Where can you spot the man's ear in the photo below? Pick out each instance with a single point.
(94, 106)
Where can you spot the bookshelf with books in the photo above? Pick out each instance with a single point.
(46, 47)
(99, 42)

(TASK STATEMENT)
Reproduce the lines from the one containing "Where can you spot the bookshelf" through the end of the items, swapping "instance" for "occurrence" and leaving everything else unchanged.

(EXERCISE RESULT)
Where can you spot the bookshelf with books in the photo above? Pick out each occurrence with a single point.
(46, 47)
(99, 42)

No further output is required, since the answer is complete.